*Recorded information*.
┌──

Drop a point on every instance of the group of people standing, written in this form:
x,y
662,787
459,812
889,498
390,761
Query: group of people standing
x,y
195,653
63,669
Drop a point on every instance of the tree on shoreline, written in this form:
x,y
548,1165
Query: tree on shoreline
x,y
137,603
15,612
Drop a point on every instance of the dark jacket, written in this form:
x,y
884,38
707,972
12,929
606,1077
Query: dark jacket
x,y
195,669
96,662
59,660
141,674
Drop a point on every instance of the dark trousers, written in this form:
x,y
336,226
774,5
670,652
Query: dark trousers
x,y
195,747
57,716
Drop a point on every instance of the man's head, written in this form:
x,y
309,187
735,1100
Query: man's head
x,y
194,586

└──
┌──

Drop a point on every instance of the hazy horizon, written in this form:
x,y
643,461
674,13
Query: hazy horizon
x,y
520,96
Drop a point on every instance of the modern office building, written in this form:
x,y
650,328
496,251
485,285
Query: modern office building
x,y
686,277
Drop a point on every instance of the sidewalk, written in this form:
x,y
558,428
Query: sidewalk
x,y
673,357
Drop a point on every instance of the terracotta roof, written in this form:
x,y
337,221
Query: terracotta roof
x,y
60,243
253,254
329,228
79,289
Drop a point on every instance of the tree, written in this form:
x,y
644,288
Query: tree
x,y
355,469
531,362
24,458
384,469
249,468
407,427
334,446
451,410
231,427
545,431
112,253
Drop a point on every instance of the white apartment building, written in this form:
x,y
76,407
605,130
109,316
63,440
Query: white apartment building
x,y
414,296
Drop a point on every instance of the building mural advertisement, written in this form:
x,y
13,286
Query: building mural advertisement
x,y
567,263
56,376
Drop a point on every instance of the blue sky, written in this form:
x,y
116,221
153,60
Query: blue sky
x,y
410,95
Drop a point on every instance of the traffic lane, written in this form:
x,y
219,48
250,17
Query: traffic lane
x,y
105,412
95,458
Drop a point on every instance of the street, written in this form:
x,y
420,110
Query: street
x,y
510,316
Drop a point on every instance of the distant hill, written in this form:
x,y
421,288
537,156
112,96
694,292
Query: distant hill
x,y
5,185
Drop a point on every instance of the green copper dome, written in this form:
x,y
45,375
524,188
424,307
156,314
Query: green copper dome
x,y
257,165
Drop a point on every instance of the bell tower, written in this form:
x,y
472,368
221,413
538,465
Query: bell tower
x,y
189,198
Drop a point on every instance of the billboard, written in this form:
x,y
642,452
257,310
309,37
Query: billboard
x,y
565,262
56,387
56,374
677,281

└──
┌──

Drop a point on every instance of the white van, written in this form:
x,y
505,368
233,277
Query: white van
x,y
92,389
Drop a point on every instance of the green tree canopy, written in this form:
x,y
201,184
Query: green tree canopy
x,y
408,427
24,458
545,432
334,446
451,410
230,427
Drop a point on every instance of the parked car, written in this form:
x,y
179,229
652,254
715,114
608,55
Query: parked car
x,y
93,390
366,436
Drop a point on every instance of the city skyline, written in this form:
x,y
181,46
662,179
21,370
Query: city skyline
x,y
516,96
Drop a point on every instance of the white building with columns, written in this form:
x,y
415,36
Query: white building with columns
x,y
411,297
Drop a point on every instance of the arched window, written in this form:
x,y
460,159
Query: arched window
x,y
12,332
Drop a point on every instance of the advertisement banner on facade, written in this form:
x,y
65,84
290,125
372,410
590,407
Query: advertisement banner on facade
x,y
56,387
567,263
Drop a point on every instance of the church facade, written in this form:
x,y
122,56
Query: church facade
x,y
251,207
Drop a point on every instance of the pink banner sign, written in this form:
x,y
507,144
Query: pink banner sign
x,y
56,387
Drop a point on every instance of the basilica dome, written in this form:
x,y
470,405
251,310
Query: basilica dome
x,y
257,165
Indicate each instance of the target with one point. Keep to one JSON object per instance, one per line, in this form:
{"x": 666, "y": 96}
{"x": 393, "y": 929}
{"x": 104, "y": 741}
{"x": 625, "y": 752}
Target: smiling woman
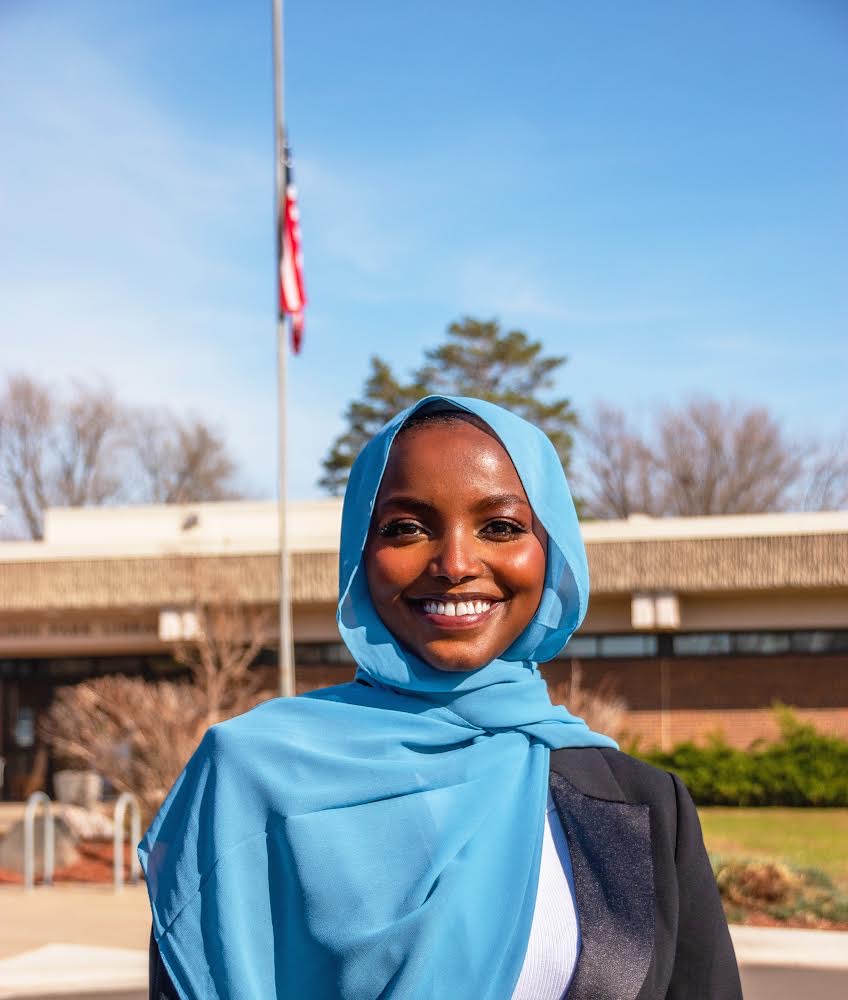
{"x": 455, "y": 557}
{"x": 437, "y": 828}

└──

*Task goal*. Find each line in the rows above that contains the string "advertisement" and copy it out. Case counts.

*Task solution*.
Drop a point on every instance of the building mural advertisement, written in this form:
Query: building mural advertisement
Drop a point on every instance of the advertisement banner on facade, written in this form:
Query: advertisement banner on facade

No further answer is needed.